Exercise details:
Extract the full set of records, then give each one again exactly.

START Listing

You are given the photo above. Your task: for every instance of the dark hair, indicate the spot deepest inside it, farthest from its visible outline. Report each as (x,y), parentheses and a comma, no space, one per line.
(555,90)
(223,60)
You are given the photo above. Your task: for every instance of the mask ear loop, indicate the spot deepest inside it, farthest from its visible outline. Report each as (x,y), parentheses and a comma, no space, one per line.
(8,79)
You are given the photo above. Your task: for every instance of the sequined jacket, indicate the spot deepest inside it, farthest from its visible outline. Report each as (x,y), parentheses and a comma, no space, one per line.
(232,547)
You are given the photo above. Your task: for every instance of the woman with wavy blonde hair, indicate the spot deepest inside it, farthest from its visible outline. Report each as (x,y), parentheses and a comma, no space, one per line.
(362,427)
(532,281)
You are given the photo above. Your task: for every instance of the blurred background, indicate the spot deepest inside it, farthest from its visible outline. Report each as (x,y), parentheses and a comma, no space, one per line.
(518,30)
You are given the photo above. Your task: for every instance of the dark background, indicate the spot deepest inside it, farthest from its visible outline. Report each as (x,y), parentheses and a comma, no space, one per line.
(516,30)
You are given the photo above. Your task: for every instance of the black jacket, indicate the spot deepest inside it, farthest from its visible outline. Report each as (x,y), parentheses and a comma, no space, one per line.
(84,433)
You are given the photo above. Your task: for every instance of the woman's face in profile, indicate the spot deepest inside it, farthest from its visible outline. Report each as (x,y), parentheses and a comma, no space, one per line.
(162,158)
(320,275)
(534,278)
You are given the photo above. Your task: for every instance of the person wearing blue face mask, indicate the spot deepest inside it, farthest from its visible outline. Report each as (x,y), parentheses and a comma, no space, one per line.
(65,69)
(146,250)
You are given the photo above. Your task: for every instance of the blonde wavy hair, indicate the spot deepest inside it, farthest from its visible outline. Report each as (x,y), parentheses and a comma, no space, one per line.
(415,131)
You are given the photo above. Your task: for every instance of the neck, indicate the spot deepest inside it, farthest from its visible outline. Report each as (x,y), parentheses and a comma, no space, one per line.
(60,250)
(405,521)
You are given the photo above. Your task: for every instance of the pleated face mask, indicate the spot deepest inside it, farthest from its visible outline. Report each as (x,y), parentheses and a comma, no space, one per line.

END Listing

Exercise response:
You are given the photo above. Your task: for every instance of the dark hair, indicate the spot deepest inside it, farthest from its visible outline. Report each as (x,y), parentheses and a comma, no space, one per line.
(555,90)
(223,60)
You are given the photo above. Your task: for every instance of the mask ear loop, indicate the spot deepest inside it, farthest from its visible outline. Report each as (x,y), parentheses and a comma, no space, one per line.
(8,79)
You are given the photo above. Your task: for every instance of the sequined jacket, indicate the spot deepest inside it, farthest from its visible outline. Report each as (x,y), parentheses and a comma, no space, one per line.
(232,547)
You are given the photo above. Your task: for every instance of the woman with wavy blonde hair, indicate the spot deepest inside it, farthest from its visible outline. Report each as (x,y), parentheses and a comma, no space, one per line.
(362,427)
(532,281)
You are given the photo above. Your task: for every instance of the blurred background, indicate the spot deepest inside it, farthest from its visible outline. Report each as (x,y), parentheses and a comma, no space, one per line.
(518,30)
You are given the photo above. Your task: for every instance of the dark background, indicate the spot deepest inside it, farthest from its visible outline. Report each as (x,y), parentheses and a comma, no space, one per line.
(516,30)
You are given the photo above. Your task: for every instance of the black jacket, indicate the spot deepest inside it, farthest from its visible outline. Report each as (x,y), parentheses and a comma, no space, one per line.
(84,433)
You are given the photo above. Your task: for every instance of the woman's face in profile, indicate the spot deepest inside it, farthest from its visible outline. Report each as (x,y), parentheses and a comma, no space, one per line.
(162,158)
(320,275)
(534,278)
You are given the photo above. Your task: for every instance of the person wearing blue face mask, indicate the spot deepest inside it, farthest from its visible outline. Report each as (x,y), parentheses and a comma, no space, one per line.
(65,69)
(146,250)
You are given the photo above. Your task: for every instance of the blonde wavy hair, indicate the spot deepest inside it, farthest from its visible outline. Report each as (x,y), parentheses and a comma, no space, one per line.
(415,131)
You are given the photo above. Your task: for every instance of the neck, indicate the spot deepest inside it, farthest from its visible outline. Report each as (x,y), parentheses and a comma, no space, one per line.
(60,250)
(405,521)
You are given the photo above. Your task: for every instance of the pleated face mask, indicate the spot deepest inside it, farthest from its visible outline. Report each as (x,y), parentheses and a comma, no space, one per line.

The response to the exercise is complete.